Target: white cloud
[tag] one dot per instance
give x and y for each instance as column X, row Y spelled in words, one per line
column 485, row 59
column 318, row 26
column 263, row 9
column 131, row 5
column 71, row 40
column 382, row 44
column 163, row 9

+ + +

Task brief
Revise the rows above by swapping "white cloud" for "gray cloud" wherever it occurs, with every other word left as it is.

The completed task
Target: gray cloud
[tag] one dot per instance
give x and y for each instance as column X, row Y spelled in words, one per line
column 485, row 59
column 318, row 26
column 263, row 9
column 131, row 5
column 71, row 40
column 382, row 44
column 163, row 9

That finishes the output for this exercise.